# CONSIGNE 1
D'après l'extrait sur les certificats d'authenticité des objets d'art, pourquoi n'importe qui peut-il s'intituler expert en objet d'art ?
# CONSIGNE 2
Poursuivez l'extrait sur les certificats d'authenticité des objets d'art à la suite de sa dernière phrase.

# EXTRAIT CITÉ
Tous les certificats d’authenticité des objets d’art n’ont pas la même valeur : certains attribuent de façon incontestable et sont reconnus dans le monde entier, d’autres, réalisés par des experts généralistes ou des marchands, amateurs d’art ou ayants droits, requièrent souvent le contrôle de grands spécialistes. La profession d’expert en objet d’art n’étant pas réglementée, n’importe qui peut s’intituler expert et rédiger des certificats. L’auteur met l’accent sur ces aléas qui suscitent la plus grande prudence.
La revue Experts n° 53 – 12/2001 © Revue Experts
1. Des valeurs
1.1. La valeur d’un objet d’art
La valeur d’un objet d’art dépend de nombreux critères historiques, esthétiques, quantitatifs et qualitatifs. Ces critères doivent être certifiés par des autorités compétentes et reconnues dont la liste est longue. Il s’agit principalement des artistes auteurs de leurs œuvres, de leurs ayants droits, des experts judiciaires, des experts privés, des auteurs des catalogues raisonnés, des comités d’experts, des conservateurs des musées français, étrangers, des parents plus ou moins éloignés de l’artiste, etc.
Cette valeur financière est fluctuante selon, entre autres, la fiabilité du certificat qui accompagne l’objet.
1.2. La valeur d’un certificat
La valeur d’un certificat d’authenticité d’un objet d’art est souvent très subjective. Elle dépend en partie de la confiance qu’accorde la personne qui le lit à celle qui l’a rédigé. La délivrance du document peut être faite à la demande du propriétaire de l’objet, d’un marchand ou d’un acheteur.
Arrêtons-nous quelques instants sur cette notion de valeur d’un certificat. Il n’est nullement question d’argent bien évidemment dans le sens où son obtention a un coût plus ou moins élevé selon l’expert qui le délivre.
Écartons également, pour ne pas compliquer notre propos, les faux en écriture.
La valeur d’un certificat d’authenticité vient de la notoriété de la personne qui le rédige, lorsque cette dernière est reconnue au moment de la rédaction du certificat par tous les professionnels, comme la plus compétente pour ce sujet ou pour cet artiste. En effet, combien d’experts vieillissent ou rattrapés par des
erreurs d’appréciation, perdent leur autorité ?
Dans le domaine de l’art, où le doute et l’incertitude s’affrontent à la réalité économique du marché et des cotes, l’amateur d’art, qui s’est transformé depuis quelques décennies en investisseur, recherche constamment des garanties.
Le certificat en constitue la clé. Sans celui-ci, aucune porte ne peut fonctionner ; pas d’estimation, pas de transaction, pas de mouvement, pas de reconnaissance dans un catalogue raisonné de la valeur financière de l’œuvre qui s’étiole.
On saisit donc les angoisses et déconvenues qui surviennent lorsque «l’expert» ne fait plus autorité.

# LISTE
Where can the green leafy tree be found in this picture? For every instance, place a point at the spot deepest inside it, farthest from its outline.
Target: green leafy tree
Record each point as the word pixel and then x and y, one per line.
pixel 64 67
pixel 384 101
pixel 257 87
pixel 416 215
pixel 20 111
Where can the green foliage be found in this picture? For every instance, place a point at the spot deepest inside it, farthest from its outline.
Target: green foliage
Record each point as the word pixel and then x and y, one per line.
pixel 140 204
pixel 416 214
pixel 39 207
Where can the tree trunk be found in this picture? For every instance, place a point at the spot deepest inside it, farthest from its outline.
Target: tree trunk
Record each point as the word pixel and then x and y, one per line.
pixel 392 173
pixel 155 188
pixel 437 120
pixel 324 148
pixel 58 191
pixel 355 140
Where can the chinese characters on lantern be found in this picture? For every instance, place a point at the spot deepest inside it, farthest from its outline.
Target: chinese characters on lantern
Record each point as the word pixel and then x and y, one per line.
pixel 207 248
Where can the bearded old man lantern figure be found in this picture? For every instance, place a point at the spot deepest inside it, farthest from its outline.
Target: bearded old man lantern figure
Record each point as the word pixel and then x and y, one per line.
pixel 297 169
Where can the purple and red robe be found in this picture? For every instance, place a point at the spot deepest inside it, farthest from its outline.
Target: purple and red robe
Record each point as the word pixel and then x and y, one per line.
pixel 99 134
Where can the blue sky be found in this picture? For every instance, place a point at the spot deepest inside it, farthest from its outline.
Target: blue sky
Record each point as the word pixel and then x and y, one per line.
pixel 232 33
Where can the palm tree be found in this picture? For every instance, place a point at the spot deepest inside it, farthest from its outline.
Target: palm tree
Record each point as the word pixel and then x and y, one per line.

# RÉPONSE 1
Parce que la profession d'expert en objet d'art n'est pas réglementée.

# RÉPONSE 2
La vigilance constante qui s’impose est un travail de professionnel. Des annuaires rassemblent, depuis plusieurs années, tous les professionnels, experts et comités par artistes, spécialistes, etc. Ils sont trompeurs pour les non-initiés, car l’activité d’expert d’art n’étant pas réglementée (à l’exception des expertises judiciaires et d’assesseur près les commissions douanières), n’importe quel amateur s’autoproclame spécialiste et requiert son inscription dans ces annuaires, et parfois même le petit-fils ou le petit-neveu de l’expert la sollicite !
Le «professionnel» s’enquerra donc du meilleur spécialiste, faisant fi des rumeurs alimentées par des professionnels déchus ou jaloux de l’aura du maître en la matière.
2. L’expert généraliste
L’expert généraliste tient aujourd’hui le même rôle que l’agent de change. Il sécurise l’investissement de son client en trouvant la meilleure garantie du moment : le bon certificat d’authenticité. L’offre et la demande régulent ensuite la cote, ce dont personne ne peut être tenu pour responsable.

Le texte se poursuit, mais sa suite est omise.